DOCUMENT EXTRACT:
Petition for Writ of Certiorari to Review Quasi-Judicial Action: Agencies, Boards, and Commissions of Local Government: ZONING – Variances – The City of Port Richey departed from the essential requirements of law by granting two variance requests that were not supported by substantial, competent evidence. Granted. Christensen, et al. v. City of Port Richey, No. 08-CA-8225-WS, (Fla. 6th Cir.App.Ct. October 1, 2010).
NOT FINAL UNTIL TIME EXPIRES FOR REHEARING AND, IF FILED, DETERMINED
IN THE CIRCUIT COURT OF THE SIXTH JUDICIAL CIRCUIT
OF THE STATE OF FLORIDA, IN AND FOR PASCO COUNTY
WILLIAM COLUMBO, CAROL COLOMBO,
WILLIAM BENNETT, CONSTANCE
BENNETT, JAMES PRIEST,
DEBORAH PRIEST, RICHARD STOUT,
ANNETTE STOUT, JANE HOSTER,
JAMES HOSTER, and ELOISE TAYLOR,
v. Case No: 51-2008-CA008225-WS/P
CITY OF PORT RICHEY,
Petition for Writ of Certiorari
Shauna F. Morris, Esq.
Michael J. Brannigan, Esq.
ORDER GRANTING PETITION FOR WRIT OF CERTIORARI
Petitioners challenge whether the City of Port Richey departed from the essential requirements of law by granting two variance requests and that Port Richey’s decision was not supported by substantial, competent evidence. We agree. This Court finds that the Petition for Writ of Certiorari must be granted as set forth below.
On May 19, 2008, Whiskey River Restaurant applied for three separate variances for two of their properties in Port Richey. The first variance request was to reduce the parking space widths from ten to nine feet on their lot next to their restaurant. The second variance request was to reduce the required ten-foot minimum buffer of landscaping between non-residential and residential zones to only one foot in their overflow lot across the street. This gravel lot was vacant with no parking surface or striping. The third variance request was withdrawn, but related to five parking spaces that would be reconfigured into sixteen motorcycle parking spaces. The Board of Adjustment recommended approval of the two remaining variances without any additional conditions.

(Records from a dataset)
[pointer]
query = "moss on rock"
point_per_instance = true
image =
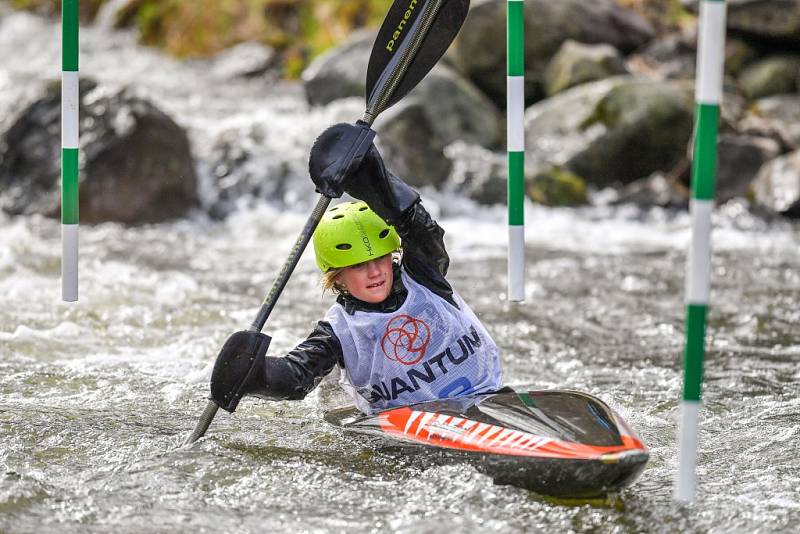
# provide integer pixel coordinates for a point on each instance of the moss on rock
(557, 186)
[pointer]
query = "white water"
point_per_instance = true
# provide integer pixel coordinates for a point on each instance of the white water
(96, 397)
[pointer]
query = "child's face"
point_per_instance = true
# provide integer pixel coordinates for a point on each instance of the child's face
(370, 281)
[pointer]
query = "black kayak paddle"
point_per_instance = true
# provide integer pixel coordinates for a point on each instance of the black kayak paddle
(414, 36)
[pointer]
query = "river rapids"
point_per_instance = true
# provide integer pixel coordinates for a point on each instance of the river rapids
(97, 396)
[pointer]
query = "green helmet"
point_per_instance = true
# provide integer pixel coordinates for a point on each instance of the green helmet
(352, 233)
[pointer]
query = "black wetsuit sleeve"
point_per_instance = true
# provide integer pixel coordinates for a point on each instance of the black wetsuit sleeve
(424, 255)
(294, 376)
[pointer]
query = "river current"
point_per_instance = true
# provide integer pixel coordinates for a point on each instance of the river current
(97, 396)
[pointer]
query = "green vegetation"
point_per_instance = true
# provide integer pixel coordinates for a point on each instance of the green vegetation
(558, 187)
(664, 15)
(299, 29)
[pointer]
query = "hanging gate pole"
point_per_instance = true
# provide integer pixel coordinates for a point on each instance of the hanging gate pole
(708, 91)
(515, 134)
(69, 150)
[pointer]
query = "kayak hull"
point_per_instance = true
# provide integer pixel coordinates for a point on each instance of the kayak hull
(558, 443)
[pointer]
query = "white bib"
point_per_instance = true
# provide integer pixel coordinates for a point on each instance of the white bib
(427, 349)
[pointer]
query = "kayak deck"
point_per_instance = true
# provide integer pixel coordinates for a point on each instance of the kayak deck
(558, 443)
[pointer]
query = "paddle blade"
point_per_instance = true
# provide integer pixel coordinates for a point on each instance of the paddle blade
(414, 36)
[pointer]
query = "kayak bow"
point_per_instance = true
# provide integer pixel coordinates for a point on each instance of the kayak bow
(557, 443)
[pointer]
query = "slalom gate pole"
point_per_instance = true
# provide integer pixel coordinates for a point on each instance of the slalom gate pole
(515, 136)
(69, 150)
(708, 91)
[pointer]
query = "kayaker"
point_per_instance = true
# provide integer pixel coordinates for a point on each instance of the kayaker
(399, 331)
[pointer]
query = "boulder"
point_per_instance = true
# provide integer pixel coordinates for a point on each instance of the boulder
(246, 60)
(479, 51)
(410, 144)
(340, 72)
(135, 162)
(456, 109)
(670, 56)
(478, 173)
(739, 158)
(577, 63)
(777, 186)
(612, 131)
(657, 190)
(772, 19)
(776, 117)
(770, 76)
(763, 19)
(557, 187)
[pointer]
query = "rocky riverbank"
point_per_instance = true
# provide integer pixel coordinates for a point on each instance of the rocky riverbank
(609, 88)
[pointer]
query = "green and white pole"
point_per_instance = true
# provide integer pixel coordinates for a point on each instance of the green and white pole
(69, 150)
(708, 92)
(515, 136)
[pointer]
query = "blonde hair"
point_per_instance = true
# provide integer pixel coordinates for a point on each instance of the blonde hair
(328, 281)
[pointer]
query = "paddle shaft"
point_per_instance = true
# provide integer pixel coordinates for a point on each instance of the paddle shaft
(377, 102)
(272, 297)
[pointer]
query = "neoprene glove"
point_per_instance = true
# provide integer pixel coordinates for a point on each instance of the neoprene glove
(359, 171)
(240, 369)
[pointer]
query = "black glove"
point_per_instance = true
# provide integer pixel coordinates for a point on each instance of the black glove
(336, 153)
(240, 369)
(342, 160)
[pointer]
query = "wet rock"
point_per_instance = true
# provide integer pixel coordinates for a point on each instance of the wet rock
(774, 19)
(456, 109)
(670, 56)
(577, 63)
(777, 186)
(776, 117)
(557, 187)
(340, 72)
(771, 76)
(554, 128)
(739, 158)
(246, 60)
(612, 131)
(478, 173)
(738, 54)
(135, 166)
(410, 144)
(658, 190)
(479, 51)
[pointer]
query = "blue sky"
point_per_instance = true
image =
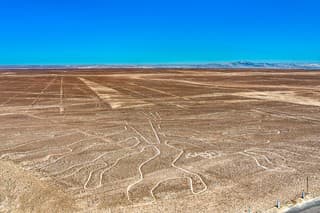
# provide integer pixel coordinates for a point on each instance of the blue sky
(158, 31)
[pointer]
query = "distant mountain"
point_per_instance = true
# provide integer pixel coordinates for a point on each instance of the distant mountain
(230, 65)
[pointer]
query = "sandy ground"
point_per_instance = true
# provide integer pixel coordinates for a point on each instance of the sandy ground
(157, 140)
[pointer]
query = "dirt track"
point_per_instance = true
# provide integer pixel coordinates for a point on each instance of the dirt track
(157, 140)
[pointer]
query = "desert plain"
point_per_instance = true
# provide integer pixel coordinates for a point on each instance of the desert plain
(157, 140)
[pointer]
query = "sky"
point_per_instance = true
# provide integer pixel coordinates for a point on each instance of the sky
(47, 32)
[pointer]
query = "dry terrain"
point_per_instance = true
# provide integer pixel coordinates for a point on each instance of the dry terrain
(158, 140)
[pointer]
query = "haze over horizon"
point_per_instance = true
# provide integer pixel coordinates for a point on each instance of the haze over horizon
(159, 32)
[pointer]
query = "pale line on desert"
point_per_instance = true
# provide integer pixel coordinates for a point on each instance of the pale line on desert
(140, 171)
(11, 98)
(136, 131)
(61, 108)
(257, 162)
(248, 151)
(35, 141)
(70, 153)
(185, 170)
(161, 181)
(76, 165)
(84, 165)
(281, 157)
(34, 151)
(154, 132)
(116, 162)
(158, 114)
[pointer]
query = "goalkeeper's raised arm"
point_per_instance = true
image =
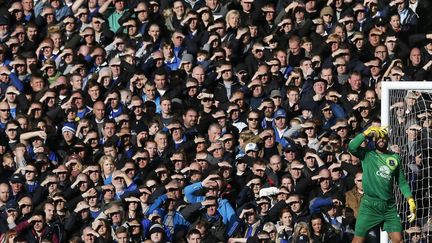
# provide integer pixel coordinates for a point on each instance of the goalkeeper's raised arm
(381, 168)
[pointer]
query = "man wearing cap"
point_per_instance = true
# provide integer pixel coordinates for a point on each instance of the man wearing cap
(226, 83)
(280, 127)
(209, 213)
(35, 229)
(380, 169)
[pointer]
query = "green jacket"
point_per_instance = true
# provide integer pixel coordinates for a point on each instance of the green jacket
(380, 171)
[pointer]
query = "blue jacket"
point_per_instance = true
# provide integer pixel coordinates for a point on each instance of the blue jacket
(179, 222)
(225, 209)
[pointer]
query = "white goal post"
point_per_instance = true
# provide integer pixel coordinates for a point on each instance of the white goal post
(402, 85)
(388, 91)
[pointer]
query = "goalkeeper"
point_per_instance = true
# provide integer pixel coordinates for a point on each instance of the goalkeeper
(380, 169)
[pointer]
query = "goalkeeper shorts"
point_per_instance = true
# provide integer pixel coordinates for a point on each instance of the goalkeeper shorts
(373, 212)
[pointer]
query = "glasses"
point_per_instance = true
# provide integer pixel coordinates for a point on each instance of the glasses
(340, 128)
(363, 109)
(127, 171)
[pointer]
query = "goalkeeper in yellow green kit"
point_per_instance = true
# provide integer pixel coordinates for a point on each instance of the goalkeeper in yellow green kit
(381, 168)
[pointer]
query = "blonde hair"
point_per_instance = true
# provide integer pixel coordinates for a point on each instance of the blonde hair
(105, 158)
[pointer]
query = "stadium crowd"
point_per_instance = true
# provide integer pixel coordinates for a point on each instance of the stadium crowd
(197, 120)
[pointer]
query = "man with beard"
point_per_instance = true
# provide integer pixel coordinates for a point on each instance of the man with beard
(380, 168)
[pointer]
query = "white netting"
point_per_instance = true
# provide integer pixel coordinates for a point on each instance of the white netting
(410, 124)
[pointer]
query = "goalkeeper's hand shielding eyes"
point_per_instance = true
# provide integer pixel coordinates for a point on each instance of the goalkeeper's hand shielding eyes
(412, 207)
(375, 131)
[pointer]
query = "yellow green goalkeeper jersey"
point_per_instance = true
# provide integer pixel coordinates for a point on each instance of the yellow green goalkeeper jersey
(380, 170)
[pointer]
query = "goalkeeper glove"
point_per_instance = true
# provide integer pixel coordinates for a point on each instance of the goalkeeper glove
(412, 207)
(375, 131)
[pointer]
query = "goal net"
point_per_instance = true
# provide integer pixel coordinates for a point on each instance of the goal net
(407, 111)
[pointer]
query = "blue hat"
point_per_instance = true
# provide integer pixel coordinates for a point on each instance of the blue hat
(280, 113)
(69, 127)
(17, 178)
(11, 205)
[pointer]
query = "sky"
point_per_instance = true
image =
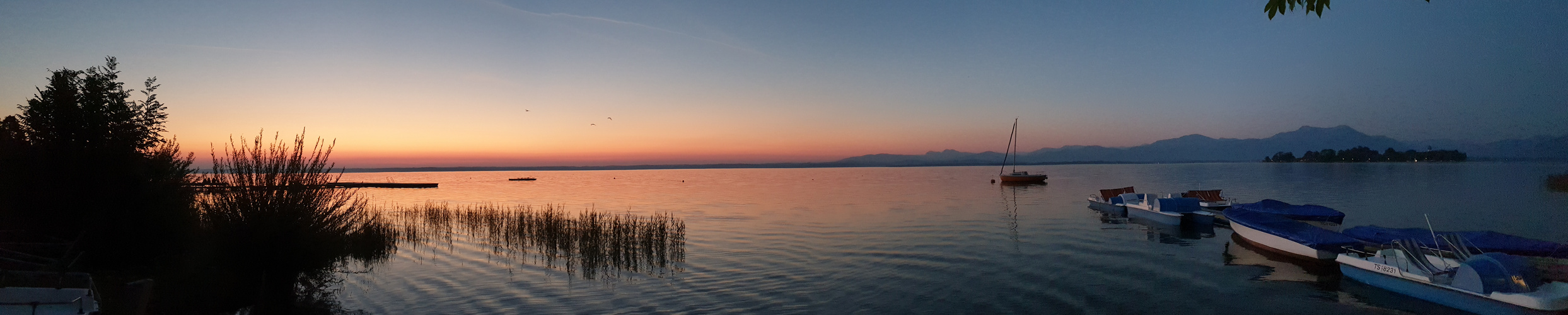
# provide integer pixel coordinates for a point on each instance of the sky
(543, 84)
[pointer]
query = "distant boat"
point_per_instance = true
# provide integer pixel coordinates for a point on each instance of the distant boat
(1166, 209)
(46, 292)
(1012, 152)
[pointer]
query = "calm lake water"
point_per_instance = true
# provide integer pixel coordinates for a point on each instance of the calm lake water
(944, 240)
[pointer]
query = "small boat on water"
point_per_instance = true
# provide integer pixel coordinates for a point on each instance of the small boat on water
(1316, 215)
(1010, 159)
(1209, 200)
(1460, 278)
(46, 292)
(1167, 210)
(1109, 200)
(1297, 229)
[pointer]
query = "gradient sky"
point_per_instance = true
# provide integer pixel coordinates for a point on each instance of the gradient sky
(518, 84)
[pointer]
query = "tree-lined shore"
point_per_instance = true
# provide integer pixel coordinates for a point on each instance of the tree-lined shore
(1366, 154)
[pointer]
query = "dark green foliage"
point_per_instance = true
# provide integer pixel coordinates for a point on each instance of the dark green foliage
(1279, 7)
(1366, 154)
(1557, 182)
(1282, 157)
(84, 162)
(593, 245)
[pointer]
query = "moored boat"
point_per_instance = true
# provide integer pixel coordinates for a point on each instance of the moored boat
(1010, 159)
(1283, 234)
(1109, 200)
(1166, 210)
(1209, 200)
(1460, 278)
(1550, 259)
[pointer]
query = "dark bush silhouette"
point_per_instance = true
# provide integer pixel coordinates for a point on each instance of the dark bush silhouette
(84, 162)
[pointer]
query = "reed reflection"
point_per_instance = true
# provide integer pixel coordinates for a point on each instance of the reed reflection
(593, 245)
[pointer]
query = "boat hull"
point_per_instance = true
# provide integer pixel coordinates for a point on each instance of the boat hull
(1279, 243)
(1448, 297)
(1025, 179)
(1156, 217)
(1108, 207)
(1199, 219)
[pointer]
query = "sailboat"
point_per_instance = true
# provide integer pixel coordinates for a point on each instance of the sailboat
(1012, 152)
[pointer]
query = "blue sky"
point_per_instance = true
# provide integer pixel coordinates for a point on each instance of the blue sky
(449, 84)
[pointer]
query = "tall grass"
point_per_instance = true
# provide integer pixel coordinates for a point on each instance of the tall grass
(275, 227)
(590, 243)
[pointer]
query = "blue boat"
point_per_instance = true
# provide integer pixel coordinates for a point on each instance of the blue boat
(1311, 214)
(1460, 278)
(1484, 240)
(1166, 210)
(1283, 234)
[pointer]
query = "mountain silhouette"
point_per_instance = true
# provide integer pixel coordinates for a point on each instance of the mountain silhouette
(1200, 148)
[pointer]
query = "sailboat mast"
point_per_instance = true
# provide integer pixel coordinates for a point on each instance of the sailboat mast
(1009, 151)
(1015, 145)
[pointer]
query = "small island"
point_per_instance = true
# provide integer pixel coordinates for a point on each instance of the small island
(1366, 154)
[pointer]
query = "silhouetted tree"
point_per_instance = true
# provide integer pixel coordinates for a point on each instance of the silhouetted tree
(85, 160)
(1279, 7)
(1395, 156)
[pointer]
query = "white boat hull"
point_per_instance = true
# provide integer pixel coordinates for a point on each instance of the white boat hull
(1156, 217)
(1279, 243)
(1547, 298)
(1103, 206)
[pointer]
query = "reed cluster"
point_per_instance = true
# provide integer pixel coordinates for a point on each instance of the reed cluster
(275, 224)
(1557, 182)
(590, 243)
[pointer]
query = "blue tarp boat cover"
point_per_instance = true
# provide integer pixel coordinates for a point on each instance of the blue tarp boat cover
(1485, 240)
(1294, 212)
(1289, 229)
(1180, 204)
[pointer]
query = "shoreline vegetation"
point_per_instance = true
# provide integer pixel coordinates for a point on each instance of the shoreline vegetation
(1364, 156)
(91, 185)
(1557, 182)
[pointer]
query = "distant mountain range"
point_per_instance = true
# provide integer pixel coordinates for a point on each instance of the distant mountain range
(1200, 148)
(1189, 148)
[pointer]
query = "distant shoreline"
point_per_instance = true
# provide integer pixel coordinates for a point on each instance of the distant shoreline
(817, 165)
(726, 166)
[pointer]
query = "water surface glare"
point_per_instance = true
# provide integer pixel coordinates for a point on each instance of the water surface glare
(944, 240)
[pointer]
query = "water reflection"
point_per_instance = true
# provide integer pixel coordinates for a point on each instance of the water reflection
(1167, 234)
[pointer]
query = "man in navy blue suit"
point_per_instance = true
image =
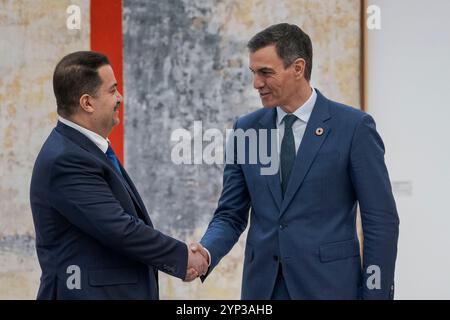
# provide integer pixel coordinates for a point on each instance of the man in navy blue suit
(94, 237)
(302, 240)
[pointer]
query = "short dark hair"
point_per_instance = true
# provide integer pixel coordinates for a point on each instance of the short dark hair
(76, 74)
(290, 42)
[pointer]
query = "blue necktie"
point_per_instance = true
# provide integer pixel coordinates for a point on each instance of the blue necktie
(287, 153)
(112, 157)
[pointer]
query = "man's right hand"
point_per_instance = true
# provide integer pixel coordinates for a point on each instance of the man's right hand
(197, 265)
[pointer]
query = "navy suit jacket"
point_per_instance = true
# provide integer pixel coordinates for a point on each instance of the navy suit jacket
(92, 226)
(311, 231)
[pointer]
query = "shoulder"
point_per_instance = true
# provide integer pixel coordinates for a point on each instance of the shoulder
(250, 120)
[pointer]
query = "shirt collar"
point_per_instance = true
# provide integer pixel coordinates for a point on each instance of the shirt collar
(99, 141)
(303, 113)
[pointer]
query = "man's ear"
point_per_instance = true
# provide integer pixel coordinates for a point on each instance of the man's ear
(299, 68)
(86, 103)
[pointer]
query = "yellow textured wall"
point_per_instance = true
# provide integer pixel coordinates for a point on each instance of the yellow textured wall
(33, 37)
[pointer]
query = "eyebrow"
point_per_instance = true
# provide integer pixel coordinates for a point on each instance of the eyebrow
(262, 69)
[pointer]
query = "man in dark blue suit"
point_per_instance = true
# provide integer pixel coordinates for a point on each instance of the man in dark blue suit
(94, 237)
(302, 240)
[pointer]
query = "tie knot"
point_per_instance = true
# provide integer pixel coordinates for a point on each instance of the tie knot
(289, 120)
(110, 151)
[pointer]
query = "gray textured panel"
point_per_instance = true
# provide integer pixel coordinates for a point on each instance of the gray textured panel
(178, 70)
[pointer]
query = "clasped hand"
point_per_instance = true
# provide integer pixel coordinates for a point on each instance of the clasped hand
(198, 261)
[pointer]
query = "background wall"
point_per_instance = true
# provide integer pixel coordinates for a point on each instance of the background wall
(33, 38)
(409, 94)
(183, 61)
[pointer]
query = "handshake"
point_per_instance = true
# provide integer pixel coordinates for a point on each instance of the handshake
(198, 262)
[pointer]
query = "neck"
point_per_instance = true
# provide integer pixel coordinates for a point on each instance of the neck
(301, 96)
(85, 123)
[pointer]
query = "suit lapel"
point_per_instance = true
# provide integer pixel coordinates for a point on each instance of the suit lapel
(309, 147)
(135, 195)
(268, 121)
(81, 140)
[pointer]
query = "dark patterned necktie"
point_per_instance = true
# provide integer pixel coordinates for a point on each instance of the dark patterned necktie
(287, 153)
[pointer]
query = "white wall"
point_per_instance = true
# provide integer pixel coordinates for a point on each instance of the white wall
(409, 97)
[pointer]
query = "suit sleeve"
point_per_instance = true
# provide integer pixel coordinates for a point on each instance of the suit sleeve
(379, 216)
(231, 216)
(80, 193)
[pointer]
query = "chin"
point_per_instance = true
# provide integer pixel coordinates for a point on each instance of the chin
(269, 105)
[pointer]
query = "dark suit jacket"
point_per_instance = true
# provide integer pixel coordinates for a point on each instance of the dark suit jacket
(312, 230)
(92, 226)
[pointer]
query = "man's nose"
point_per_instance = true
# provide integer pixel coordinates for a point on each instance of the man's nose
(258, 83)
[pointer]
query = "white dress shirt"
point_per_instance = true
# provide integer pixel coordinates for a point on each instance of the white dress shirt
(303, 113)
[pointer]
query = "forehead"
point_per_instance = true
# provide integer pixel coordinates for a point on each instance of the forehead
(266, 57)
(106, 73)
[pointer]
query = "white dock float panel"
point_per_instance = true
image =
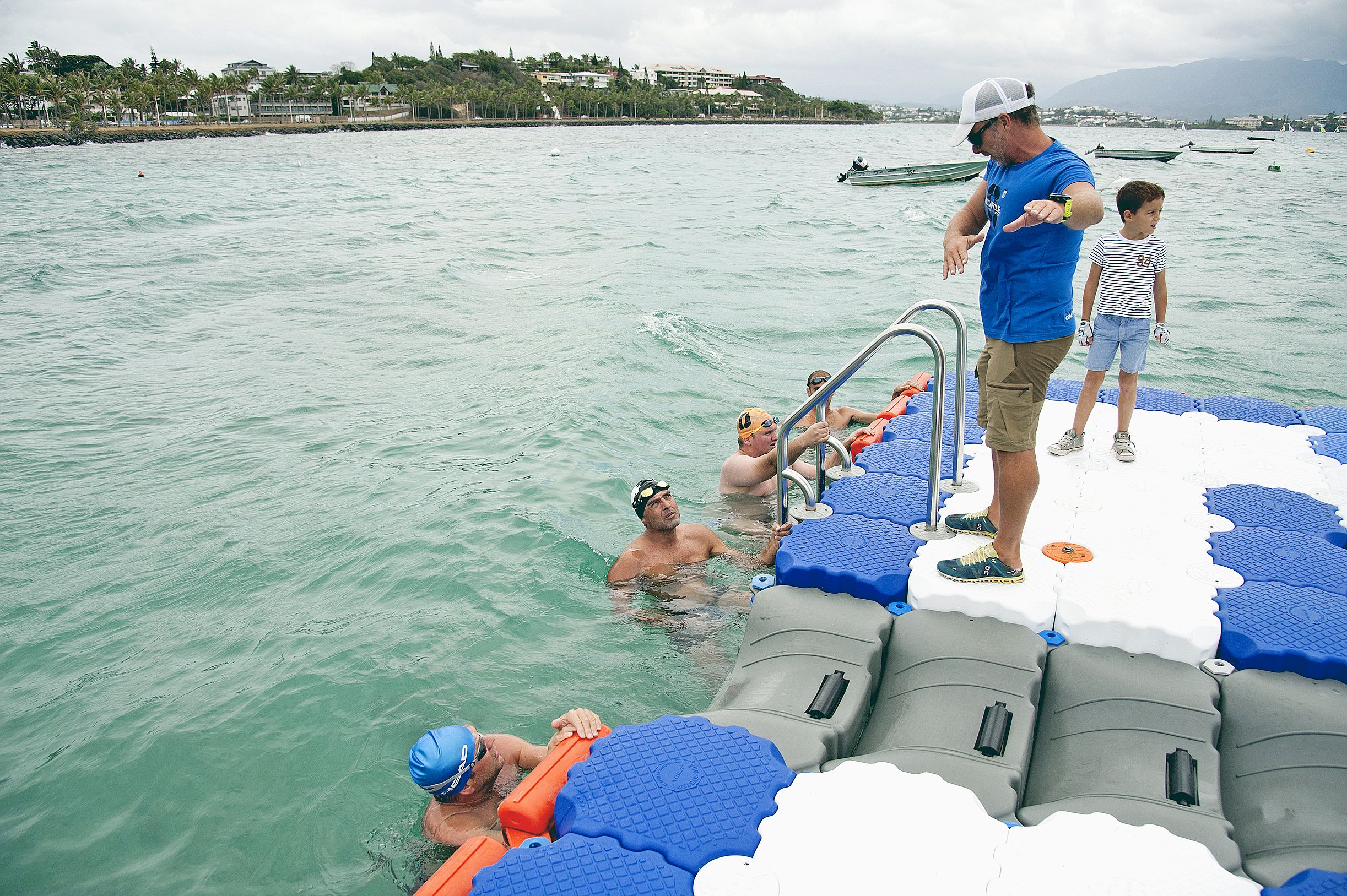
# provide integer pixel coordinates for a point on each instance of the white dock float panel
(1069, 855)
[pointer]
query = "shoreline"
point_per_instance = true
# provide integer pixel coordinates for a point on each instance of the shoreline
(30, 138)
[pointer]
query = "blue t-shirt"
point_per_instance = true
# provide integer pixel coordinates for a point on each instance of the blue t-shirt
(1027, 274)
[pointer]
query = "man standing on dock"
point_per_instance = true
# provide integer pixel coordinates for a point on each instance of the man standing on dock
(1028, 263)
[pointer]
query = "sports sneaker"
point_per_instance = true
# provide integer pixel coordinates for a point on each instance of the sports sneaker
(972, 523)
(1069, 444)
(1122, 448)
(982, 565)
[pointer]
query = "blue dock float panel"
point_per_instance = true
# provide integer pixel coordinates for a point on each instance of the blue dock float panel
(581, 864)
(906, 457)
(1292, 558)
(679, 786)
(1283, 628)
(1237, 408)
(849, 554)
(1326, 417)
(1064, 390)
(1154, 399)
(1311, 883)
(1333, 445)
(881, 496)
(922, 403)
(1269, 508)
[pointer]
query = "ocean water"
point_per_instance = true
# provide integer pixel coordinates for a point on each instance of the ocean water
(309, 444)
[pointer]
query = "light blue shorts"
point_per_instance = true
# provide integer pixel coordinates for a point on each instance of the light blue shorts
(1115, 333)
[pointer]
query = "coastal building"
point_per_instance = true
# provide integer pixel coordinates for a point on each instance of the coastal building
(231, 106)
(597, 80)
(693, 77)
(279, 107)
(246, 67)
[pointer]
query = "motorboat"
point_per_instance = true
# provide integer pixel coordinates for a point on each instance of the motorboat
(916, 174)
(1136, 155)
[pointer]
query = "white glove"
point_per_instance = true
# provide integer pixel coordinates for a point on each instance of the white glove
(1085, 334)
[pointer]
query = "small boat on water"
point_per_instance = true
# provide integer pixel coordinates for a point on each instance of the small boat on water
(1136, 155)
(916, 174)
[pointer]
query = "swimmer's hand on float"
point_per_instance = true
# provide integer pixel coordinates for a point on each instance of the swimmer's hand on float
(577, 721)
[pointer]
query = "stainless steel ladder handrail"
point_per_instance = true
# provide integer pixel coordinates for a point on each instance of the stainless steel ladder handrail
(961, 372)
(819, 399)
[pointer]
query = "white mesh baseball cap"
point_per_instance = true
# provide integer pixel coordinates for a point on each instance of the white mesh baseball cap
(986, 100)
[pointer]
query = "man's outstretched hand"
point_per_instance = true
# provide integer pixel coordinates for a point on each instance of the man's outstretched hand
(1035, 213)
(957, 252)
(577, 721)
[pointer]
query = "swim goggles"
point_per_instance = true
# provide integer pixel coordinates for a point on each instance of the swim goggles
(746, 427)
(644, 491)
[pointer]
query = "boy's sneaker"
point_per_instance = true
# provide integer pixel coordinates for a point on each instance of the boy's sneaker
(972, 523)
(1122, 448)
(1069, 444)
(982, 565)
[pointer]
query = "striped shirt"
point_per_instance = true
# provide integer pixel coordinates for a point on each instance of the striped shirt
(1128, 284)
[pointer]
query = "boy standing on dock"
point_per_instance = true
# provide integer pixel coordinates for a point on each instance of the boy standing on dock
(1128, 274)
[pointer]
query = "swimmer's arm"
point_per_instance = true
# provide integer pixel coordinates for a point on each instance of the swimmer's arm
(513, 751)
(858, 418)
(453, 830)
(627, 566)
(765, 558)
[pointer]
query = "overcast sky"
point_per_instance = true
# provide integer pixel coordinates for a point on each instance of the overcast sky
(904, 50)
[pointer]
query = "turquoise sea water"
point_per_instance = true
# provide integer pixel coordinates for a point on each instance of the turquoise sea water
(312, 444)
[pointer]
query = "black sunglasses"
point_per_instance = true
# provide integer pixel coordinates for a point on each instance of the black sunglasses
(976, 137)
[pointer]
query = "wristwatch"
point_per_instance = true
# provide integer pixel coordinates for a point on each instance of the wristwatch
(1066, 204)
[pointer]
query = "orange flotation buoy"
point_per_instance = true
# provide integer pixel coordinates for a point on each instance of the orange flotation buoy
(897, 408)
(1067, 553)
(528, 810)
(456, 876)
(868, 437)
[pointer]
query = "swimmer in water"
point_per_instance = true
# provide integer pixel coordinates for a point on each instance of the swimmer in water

TASK LIST:
1: According to the court order, what did Whiskey River Restaurant's first variance request seek?
2: Summarize the court order in two sentences.
3: For each statement below, say whether it agrees with the court order, and quote the words of the order that decide it.
(a) Whiskey River Restaurant applied for three variances on May 19, 2008.
(b) The overflow lot across the street had a paved, striped parking surface.
(c) The Board of Adjustment recommended approval with additional conditions.

LIST OF SOLUTIONS:
1: It sought to reduce the parking space widths from ten to nine feet on the lot next to the restaurant.

2: The Sixth Judicial Circuit court granted a petition for writ of certiorari, finding that the City of Port Richey departed from the essential requirements of law by granting two variance requests that were not supported by substantial, competent evidence. On May 19, 2008, Whiskey River Restaurant had applied for three variances, withdrew the third, and the Board of Adjustment recommended approval of the two remaining variances, one to narrow parking spaces and one to shrink a landscaping buffer, without additional conditions.

3:
(a) Yes: "On May 19, 2008, Whiskey River Restaurant applied for three separate variances for two of their properties in Port Richey."
(b) No: "This gravel lot was vacant with no parking surface or striping."
(c) No: "The Board of Adjustment recommended approval of the two remaining variances without any additional conditions."